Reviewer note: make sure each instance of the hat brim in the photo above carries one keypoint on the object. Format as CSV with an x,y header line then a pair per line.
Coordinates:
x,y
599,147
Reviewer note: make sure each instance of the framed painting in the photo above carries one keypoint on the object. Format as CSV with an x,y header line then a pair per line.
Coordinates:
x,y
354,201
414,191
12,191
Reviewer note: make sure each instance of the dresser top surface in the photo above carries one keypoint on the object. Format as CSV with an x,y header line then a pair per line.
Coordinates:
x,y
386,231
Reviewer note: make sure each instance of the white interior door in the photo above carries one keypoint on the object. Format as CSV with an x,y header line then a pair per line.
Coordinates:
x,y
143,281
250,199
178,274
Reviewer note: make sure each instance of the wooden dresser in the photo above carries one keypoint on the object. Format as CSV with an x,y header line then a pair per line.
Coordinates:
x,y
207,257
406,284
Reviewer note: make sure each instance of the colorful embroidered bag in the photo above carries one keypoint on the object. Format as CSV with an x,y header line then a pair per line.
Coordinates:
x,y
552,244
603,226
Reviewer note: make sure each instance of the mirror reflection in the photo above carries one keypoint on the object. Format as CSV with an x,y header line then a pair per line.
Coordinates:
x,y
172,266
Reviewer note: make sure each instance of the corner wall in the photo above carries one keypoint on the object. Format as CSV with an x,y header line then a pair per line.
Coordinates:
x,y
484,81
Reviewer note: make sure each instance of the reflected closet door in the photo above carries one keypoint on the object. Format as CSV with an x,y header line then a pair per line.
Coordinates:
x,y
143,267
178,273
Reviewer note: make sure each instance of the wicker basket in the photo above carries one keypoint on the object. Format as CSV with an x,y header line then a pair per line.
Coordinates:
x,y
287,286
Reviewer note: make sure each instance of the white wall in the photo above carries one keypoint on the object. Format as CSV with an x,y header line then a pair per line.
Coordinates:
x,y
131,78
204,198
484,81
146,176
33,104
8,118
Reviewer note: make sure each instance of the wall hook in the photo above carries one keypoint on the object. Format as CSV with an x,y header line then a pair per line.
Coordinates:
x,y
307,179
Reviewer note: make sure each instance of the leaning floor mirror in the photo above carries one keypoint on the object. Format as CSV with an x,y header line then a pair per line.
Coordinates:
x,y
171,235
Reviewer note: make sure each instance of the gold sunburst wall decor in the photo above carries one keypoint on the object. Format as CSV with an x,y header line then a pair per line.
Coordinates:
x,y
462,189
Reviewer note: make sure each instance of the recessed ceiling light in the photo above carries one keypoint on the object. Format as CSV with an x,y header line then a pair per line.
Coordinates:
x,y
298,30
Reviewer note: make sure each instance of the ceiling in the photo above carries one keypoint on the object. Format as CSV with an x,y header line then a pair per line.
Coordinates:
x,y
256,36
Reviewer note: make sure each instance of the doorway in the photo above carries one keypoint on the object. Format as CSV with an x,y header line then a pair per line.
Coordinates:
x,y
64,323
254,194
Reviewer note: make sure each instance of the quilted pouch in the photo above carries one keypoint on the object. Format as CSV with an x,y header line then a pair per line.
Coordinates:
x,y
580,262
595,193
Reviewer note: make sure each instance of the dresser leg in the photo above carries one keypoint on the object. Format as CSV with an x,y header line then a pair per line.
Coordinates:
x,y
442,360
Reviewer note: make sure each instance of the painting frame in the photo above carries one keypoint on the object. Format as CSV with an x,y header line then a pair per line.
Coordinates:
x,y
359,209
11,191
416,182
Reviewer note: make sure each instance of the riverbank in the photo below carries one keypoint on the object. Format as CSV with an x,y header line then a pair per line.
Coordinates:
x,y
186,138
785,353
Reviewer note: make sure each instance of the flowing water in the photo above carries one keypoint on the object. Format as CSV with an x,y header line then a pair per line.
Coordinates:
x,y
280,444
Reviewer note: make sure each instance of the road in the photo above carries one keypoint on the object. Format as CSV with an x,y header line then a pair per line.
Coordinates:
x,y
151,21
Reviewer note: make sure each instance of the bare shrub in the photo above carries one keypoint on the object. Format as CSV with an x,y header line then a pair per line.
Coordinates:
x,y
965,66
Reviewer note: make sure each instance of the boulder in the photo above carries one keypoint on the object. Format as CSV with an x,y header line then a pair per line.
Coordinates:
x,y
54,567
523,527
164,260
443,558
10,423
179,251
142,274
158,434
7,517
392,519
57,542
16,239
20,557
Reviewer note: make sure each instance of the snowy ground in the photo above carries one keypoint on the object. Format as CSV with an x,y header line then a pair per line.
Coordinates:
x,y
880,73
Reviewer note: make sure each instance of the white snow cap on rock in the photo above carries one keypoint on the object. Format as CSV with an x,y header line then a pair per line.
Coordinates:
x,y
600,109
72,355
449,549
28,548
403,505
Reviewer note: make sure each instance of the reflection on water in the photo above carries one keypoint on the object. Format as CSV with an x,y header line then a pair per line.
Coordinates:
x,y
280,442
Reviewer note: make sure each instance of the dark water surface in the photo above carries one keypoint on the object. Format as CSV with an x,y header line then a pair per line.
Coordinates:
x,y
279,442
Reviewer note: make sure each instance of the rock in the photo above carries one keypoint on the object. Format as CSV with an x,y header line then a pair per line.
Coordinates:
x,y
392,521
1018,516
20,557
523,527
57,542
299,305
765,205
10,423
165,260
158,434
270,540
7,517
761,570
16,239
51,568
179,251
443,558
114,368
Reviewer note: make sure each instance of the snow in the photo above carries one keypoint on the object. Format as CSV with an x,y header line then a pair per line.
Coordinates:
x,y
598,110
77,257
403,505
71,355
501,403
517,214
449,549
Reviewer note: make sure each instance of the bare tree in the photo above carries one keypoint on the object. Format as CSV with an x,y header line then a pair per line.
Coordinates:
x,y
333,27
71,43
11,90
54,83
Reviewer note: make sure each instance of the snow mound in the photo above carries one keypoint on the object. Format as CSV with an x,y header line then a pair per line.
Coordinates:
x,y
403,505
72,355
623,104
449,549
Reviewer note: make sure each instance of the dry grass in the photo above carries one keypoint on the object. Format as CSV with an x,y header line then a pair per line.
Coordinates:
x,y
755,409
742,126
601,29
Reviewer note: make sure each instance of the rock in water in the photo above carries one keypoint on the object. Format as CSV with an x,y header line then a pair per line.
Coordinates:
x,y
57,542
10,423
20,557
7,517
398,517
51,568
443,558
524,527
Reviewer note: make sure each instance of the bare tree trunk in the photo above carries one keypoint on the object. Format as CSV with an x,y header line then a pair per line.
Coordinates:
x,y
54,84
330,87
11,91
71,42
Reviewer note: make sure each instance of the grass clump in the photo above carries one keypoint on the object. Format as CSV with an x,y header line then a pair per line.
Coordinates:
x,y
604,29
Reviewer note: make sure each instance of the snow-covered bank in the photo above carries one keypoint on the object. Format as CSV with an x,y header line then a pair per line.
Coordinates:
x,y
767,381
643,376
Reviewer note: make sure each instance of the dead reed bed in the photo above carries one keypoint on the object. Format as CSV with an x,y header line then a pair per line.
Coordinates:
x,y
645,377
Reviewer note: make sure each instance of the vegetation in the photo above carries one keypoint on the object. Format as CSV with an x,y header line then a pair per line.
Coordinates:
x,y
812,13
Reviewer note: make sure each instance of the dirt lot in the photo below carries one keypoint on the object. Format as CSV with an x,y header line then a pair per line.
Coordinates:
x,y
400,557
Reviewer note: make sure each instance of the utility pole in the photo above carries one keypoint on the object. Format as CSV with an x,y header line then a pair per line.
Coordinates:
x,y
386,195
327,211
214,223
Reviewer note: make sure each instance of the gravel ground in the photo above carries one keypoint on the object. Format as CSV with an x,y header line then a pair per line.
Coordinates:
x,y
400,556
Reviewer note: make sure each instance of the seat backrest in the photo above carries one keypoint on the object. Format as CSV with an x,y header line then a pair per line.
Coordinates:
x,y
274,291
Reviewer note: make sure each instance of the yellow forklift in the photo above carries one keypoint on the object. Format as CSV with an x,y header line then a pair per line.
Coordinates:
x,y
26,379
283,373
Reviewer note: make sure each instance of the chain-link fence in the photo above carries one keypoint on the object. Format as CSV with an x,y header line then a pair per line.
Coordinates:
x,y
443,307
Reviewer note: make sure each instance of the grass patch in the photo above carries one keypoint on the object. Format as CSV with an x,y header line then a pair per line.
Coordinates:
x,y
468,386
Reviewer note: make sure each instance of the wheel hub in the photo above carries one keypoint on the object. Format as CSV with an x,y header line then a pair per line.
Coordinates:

Stated task → Starting with the line that contains "Reviewer note: make sure each instance of the gravel", repeat each line through the last one exactly as it appears. Include both ends and nothing more.

Answer to the task →
Reviewer note: make sure each instance of the gravel ground in the photo above carries one keypoint on the object. Format as CSV with an x,y header line then a pair per line.
Coordinates:
x,y
400,556
Reviewer note: make sure each instance of the seat backrest in the photo above carries one keypoint on the object. Format as CSV with an x,y header line then a pair per line.
Coordinates:
x,y
274,291
Reviewer note: make sure each instance of the yellow forklift in the photo above carries one keypoint on the object. Format as CSV with an x,y header line then a pair per line.
Coordinates:
x,y
26,379
283,373
Reviewer note: make sure each instance of the chain-link fence in the photo above carries one keypoint on the object. Format as CSV with an x,y header line then a pair per line.
Coordinates:
x,y
443,307
Reviewer note: make sure each instance of the grass patch in the photo above carries one keypoint on the object. Format as CSV with an x,y header line then a pair per line.
Coordinates:
x,y
468,386
Reviewer note: make sure each instance of the wheel hub in the photo above carries one keypoint on the object. Format as CSV with an x,y header line then a pair per line.
Coordinates:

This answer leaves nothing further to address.